** EXERCISE **
Reproduce the data below in full. Nothing should differ from the original.

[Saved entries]
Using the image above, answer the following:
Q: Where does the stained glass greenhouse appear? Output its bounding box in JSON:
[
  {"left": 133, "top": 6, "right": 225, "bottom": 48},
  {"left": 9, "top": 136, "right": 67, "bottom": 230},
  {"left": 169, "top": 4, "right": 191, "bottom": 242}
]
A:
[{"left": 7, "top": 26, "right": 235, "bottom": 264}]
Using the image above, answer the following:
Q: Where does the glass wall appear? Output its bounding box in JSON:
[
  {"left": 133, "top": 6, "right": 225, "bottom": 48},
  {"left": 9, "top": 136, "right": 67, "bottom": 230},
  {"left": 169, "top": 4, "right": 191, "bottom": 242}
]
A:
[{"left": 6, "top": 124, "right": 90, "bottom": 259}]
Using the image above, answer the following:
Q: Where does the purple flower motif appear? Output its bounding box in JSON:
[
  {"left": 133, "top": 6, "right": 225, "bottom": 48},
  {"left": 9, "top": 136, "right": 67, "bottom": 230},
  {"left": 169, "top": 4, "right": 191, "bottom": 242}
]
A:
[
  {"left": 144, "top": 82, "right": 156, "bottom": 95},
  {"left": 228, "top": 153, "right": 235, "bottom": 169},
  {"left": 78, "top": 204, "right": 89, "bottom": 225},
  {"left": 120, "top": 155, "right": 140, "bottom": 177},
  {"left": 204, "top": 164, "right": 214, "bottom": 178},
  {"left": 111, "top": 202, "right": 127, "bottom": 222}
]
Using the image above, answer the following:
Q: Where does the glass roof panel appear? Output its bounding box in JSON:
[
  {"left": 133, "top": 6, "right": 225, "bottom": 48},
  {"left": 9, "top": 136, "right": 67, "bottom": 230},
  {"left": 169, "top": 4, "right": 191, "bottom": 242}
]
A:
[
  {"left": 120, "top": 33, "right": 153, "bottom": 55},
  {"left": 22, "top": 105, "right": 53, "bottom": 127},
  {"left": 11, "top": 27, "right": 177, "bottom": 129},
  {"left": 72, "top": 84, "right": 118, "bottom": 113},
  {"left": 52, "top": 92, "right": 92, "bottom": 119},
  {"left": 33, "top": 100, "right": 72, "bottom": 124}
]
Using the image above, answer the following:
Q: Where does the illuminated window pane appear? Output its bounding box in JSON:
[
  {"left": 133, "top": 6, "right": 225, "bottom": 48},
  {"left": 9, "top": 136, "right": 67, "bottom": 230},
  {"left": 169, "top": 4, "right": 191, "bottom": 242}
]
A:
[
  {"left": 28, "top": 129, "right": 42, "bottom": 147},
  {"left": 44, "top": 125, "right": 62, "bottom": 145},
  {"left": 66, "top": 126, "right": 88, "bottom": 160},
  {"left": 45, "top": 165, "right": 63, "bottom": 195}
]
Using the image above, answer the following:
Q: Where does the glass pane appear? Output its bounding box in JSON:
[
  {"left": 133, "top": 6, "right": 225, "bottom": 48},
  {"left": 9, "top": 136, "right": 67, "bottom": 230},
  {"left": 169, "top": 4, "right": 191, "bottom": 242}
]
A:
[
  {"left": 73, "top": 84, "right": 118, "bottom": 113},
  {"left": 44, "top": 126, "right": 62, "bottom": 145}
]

** EXERCISE RESULT **
Using the image above, answer the following:
Q: Where does the stained glass greenhouse appear? Output its bounding box in JSON:
[
  {"left": 133, "top": 6, "right": 225, "bottom": 48},
  {"left": 9, "top": 136, "right": 67, "bottom": 230},
  {"left": 169, "top": 4, "right": 191, "bottom": 242}
]
A:
[{"left": 7, "top": 26, "right": 235, "bottom": 264}]
Using the image above, answer the following:
Q: Where does the glass wall appear? Output its bounding box in JSON:
[
  {"left": 133, "top": 6, "right": 225, "bottom": 48},
  {"left": 9, "top": 136, "right": 67, "bottom": 230},
  {"left": 169, "top": 4, "right": 191, "bottom": 242}
]
A:
[{"left": 6, "top": 124, "right": 90, "bottom": 259}]
Using the image above, answer the following:
Q: Where does the purple flower motif appear? Output its bounding box in JSON:
[
  {"left": 133, "top": 6, "right": 225, "bottom": 48},
  {"left": 9, "top": 136, "right": 67, "bottom": 230},
  {"left": 169, "top": 4, "right": 191, "bottom": 242}
]
A:
[
  {"left": 144, "top": 82, "right": 156, "bottom": 95},
  {"left": 228, "top": 153, "right": 235, "bottom": 169},
  {"left": 78, "top": 204, "right": 89, "bottom": 225},
  {"left": 120, "top": 155, "right": 140, "bottom": 177},
  {"left": 204, "top": 164, "right": 214, "bottom": 178},
  {"left": 111, "top": 202, "right": 127, "bottom": 222}
]
Using the image above, answer the following:
Q: Where does the glass roof panel appear? Output its bounding box in JSON:
[
  {"left": 133, "top": 6, "right": 225, "bottom": 48},
  {"left": 9, "top": 136, "right": 67, "bottom": 230},
  {"left": 169, "top": 4, "right": 191, "bottom": 242}
]
A:
[
  {"left": 120, "top": 33, "right": 153, "bottom": 55},
  {"left": 22, "top": 105, "right": 53, "bottom": 127},
  {"left": 11, "top": 27, "right": 177, "bottom": 129},
  {"left": 72, "top": 84, "right": 118, "bottom": 113},
  {"left": 52, "top": 92, "right": 92, "bottom": 119},
  {"left": 33, "top": 100, "right": 72, "bottom": 124}
]
Using the image above, answer the following:
Q: Where does the illuminated window pane appear? Output its bounding box in JSON:
[
  {"left": 133, "top": 6, "right": 225, "bottom": 48},
  {"left": 9, "top": 136, "right": 67, "bottom": 230},
  {"left": 169, "top": 4, "right": 191, "bottom": 242}
]
A:
[
  {"left": 28, "top": 129, "right": 42, "bottom": 147},
  {"left": 44, "top": 125, "right": 62, "bottom": 145},
  {"left": 66, "top": 126, "right": 88, "bottom": 160},
  {"left": 45, "top": 165, "right": 63, "bottom": 195}
]
Using the image above, answer the following:
Q: Where does the glass pane appear? Output its bounding box in JSON:
[
  {"left": 133, "top": 6, "right": 225, "bottom": 48},
  {"left": 9, "top": 136, "right": 67, "bottom": 230},
  {"left": 169, "top": 4, "right": 191, "bottom": 242}
]
A:
[
  {"left": 73, "top": 84, "right": 118, "bottom": 113},
  {"left": 44, "top": 126, "right": 62, "bottom": 145}
]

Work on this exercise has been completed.